◆ Your assignment ◆
Restate each entry below exactly; pictures stay out of the copy.

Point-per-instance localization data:
= Beginning of Section =

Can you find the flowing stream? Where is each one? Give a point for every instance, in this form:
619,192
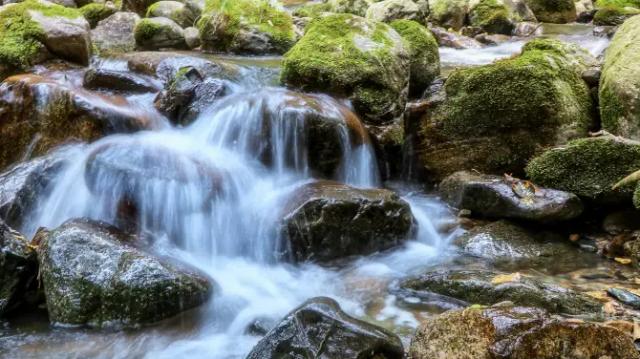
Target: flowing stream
210,194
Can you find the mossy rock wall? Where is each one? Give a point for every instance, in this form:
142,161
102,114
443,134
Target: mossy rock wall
496,117
620,82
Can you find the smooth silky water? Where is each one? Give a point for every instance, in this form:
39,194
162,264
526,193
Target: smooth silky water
207,199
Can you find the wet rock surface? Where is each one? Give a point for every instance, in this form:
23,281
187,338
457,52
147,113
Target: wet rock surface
508,197
319,328
93,275
325,221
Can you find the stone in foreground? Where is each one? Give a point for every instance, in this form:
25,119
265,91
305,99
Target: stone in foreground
93,275
320,329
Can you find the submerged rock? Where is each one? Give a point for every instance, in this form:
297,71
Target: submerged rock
352,57
320,329
93,275
18,269
246,27
589,167
325,221
488,288
517,333
508,197
481,126
620,82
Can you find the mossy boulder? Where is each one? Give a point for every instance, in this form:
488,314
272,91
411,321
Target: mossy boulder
424,53
496,117
620,82
246,27
180,13
355,58
489,287
327,221
159,33
589,167
33,30
492,17
553,11
94,275
516,333
95,12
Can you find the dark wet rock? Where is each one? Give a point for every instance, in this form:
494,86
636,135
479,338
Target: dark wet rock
480,124
507,242
352,57
589,168
93,275
508,197
18,269
488,288
159,33
320,329
38,114
325,221
517,333
114,35
188,95
22,185
625,297
450,39
103,79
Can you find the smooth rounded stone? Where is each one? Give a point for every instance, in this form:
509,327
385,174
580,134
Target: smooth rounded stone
158,33
104,79
424,52
349,56
488,288
502,197
480,125
620,82
192,37
389,10
188,95
179,12
57,114
450,39
114,35
246,27
589,168
93,275
326,221
553,11
516,333
22,185
504,242
18,270
320,329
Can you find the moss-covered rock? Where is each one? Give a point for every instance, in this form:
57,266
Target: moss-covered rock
424,53
93,275
620,82
245,26
589,167
516,333
96,12
492,17
554,11
30,30
496,117
349,56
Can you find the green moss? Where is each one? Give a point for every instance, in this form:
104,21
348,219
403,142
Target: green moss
424,53
588,167
260,15
95,12
20,36
492,17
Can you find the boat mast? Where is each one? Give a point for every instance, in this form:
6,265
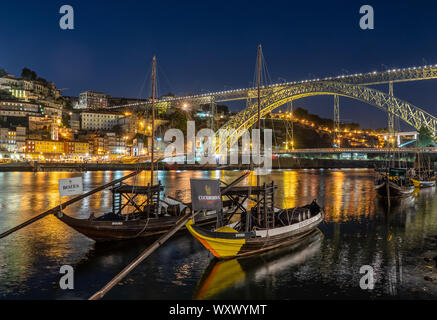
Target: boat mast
259,128
152,166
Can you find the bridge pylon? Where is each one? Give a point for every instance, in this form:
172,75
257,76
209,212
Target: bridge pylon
391,118
336,129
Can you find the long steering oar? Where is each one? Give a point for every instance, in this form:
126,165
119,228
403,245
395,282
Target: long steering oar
66,203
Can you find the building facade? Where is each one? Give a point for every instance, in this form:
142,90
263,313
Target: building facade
92,100
93,120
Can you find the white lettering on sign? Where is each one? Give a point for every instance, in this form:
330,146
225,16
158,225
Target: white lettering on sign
70,186
209,198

= End of Section =

◆ Exercise response ◆
Can you find the flowing stream? Where is each one? Give a point for every instance, in this form:
619,192
Target: flowing stream
210,194
Can you find the mossy rock wall? Where is each one? Give a point for every instance, in this form:
142,161
102,114
443,134
Target: mossy rock wall
496,117
620,82
Can you find the smooth silky water? Where is each one? Give a point for every instance, in this form:
39,194
162,264
526,193
Target: smooth silky water
207,199
Can you find the wet rock surface? Where is each one? Give a point for every instance, in this form:
23,281
187,338
457,52
147,113
Target: wet rock surface
508,197
319,328
93,275
325,221
Can you find the stone in foreground? Where is each one? Give a point for every instance, in this form:
25,119
265,91
305,99
Target: stone in foreground
93,275
320,329
Can you find the submerged rock? Where is each one? Give a point for every instance, in this form:
297,71
Target: submerged rock
352,57
320,329
93,275
18,269
246,27
589,167
325,221
488,288
517,333
508,197
481,126
620,82
Can you find the mossy boulder? Where is each one? Give a point for every instance, in this form:
488,314
272,91
411,321
Target: mossy boulder
424,53
496,117
620,82
246,27
180,13
355,58
489,287
327,221
159,33
589,167
33,30
492,17
553,11
94,275
516,333
95,12
Can you find the dark wet rock? Where is each one? Give a point for every instance, in this form:
494,86
636,135
479,338
Target: dark wet rock
480,124
507,242
352,57
589,168
93,275
508,197
18,269
488,288
159,33
320,329
38,114
325,221
517,333
114,35
188,95
22,185
625,297
450,39
103,79
Can you find the smooth rounded stone? Where is each one? Give a point for every instance, in this form:
509,327
385,174
580,134
Target: smooth rounded stone
158,33
104,79
424,52
349,56
488,288
502,197
480,125
620,82
192,37
389,10
188,95
179,12
57,114
450,39
114,35
246,27
589,168
93,275
326,221
553,11
516,333
22,185
504,242
18,270
320,329
Can you find the moss-covered rock? Where is each one? Give a point for every instance, in this form:
57,266
Target: moss-covered rock
424,53
93,275
620,82
245,26
589,167
516,333
96,12
492,17
554,11
30,30
496,117
349,56
Can you find the green moss? Where is each one? Give a point for every instance, in this form:
104,21
348,219
403,142
Target: green moss
424,53
588,167
260,15
95,12
20,36
492,17
Can you find the boat mast? Where is each one? Give a point for every instance, in this form:
6,265
Target: boat mast
259,128
152,166
Can you find the bridge pylon? Where is each one? Give a point for every instance, in this form:
172,75
257,76
209,212
Target: bridge pylon
391,118
336,129
Can you find the long steering oar? Where is each one? Give a point for every instance, in this form:
126,165
119,228
403,245
395,282
Target: long steering oar
66,203
Can you find the building facade? Where is each one? Give a point for every instance, in this form:
142,90
263,313
Target: building facade
92,100
93,120
Can you find the white lettering on sign? Where is each one? Give a point for every instance, in this form:
330,146
225,16
158,225
Target: white lettering on sign
70,186
209,198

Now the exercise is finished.